Some records —

-- -- --

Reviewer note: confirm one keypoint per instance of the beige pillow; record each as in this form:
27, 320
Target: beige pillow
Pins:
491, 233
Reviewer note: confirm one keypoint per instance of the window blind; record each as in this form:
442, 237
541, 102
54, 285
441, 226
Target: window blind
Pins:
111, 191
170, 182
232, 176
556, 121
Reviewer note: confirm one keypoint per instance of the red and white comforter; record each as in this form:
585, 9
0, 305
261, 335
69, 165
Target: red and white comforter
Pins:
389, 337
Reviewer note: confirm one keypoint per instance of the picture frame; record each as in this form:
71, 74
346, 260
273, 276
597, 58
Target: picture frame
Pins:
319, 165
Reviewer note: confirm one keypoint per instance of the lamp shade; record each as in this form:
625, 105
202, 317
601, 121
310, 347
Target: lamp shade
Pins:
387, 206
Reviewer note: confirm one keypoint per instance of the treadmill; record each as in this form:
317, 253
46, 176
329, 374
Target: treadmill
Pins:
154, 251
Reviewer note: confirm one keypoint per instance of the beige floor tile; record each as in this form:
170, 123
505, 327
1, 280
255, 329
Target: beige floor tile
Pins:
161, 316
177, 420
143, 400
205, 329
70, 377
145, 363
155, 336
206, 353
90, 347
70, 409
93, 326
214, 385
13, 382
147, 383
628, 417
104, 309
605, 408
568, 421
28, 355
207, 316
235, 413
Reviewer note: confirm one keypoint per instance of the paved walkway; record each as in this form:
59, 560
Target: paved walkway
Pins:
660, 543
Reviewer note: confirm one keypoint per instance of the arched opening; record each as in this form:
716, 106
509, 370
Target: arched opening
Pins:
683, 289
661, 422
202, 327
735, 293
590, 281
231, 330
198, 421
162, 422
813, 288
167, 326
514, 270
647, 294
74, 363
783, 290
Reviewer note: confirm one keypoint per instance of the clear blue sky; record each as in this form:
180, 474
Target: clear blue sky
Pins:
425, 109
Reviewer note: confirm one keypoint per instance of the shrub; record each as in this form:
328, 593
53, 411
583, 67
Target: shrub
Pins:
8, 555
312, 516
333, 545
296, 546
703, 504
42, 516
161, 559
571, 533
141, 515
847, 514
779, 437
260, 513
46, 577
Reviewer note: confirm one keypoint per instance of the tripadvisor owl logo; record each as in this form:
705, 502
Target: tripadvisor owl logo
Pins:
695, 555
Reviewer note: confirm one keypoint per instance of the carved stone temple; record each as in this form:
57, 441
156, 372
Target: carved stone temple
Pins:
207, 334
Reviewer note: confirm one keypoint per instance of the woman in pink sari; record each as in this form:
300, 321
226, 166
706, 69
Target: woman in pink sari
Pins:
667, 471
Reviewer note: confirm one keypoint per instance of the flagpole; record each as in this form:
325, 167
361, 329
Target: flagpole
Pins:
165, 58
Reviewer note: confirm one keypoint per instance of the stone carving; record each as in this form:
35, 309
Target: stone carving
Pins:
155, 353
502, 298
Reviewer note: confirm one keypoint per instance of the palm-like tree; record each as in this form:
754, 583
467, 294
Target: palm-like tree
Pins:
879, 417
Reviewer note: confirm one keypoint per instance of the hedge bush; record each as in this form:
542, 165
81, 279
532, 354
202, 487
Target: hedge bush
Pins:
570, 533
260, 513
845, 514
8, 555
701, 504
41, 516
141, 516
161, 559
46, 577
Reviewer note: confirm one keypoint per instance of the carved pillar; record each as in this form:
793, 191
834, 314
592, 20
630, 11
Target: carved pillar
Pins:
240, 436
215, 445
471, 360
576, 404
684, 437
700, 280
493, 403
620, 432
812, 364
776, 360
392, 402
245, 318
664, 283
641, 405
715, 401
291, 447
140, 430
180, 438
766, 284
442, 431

-- -- --

Exercise directions — Retype all of the data shown above, word for word.

Worked answer —
Reviewer note: confirm one keypoint per instance of the beige pillow; record each as in this form:
27, 320
Target: beige pillow
Pins:
491, 233
Reviewer note: confirm one keypoint per instance of the window blind; record each as in this form:
442, 237
541, 102
54, 285
441, 226
Target: window blind
Pins:
111, 191
170, 182
232, 176
556, 121
Reviewer note: confirm one keypoint per instance of the red and white comforter; record each as in this form:
585, 9
0, 305
261, 335
69, 165
Target: red and white comforter
Pins:
389, 337
Reviewer note: confirm one keypoint per instance of the picture frame; record each as in this form:
71, 74
346, 260
273, 276
597, 58
Target: picture frame
Pins:
319, 165
Reviewer note: confirm one keypoint per instance of the lamp shade; record each as in this form:
625, 105
202, 317
601, 121
310, 347
Target: lamp shade
Pins:
387, 206
Reviewer note: confirm one keypoint per instance of the treadmill; record each as in this form:
317, 253
46, 176
329, 374
Target: treadmill
Pins:
154, 251
Reviewer note: confirm one keypoint per instance of the beige floor tile; record each as in this form:
170, 123
505, 327
1, 280
255, 329
Target: beige floor tile
Pins:
161, 316
177, 420
143, 400
205, 329
70, 377
145, 363
155, 336
206, 353
90, 347
70, 409
93, 326
214, 385
13, 382
147, 383
628, 417
104, 309
605, 408
568, 421
28, 355
207, 316
235, 413
Reviewer note: confirm one keypoint per instance of the paved walkway; record each as in this form:
59, 560
Target: paved walkway
Pins:
660, 543
Reviewer note: confirm one keypoint per instance of the arched opening; record each as in this form:
716, 106
509, 370
Target: arched opening
Pins:
683, 289
661, 422
202, 327
735, 293
590, 281
231, 330
198, 421
162, 422
813, 288
167, 326
514, 270
647, 294
74, 363
783, 290
Reviewer note: confirm one keypoint per instance of the clear blue sky; record each as in this form:
180, 474
Target: clear blue sky
Pins:
425, 109
Reviewer note: confirm one keypoint per instance of the shrub; record each as in this form:
328, 593
53, 411
583, 67
Target: shrub
Pins:
8, 555
312, 516
333, 545
296, 546
703, 504
42, 516
161, 559
571, 533
141, 515
847, 514
779, 437
260, 513
46, 577
Reviewer note: confirm one keypoint per instance of the tripadvisor owl logo; record each as in this form:
705, 502
Target: tripadvisor owl logo
Pins:
695, 555
Reviewer note: confirm one keypoint per instance of the carved stone temple; record each as in this form:
57, 441
156, 372
Target: carved stone temple
Pins:
207, 334
Reviewer note: confirm one keypoint per instance of the woman in pink sari; record each as in this form:
300, 321
226, 166
706, 69
Target: woman in pink sari
Pins:
667, 471
Reviewer note: confirm one keypoint per instance of the flagpole; record each as in this form:
325, 167
361, 329
Target: flagpole
Pins:
165, 58
Reviewer note: confirm one keypoint per instance of the stone carving; record each as in this form:
35, 309
Target: stone carving
Pins:
155, 353
502, 298
Reviewer note: confirm one keypoint per instance of the palm-like tree; record each as in this form:
754, 583
467, 294
Target: palm-like tree
Pins:
879, 417
Reviewer note: confirm one keypoint per instance of the hedge bush; record each as in this form:
542, 165
81, 279
532, 354
202, 487
Target: hedge bush
Pins:
570, 533
260, 513
845, 514
8, 555
701, 504
41, 516
141, 516
161, 559
46, 577
Reviewer note: confirm one keypoint per instance of the carved pillar; record each as in this form:
793, 191
834, 314
592, 20
630, 11
Target: carved pillar
Pins:
240, 436
215, 445
471, 360
576, 404
684, 437
700, 280
493, 403
620, 432
812, 364
776, 360
392, 402
245, 318
664, 283
641, 405
715, 401
291, 447
140, 430
180, 438
766, 284
442, 431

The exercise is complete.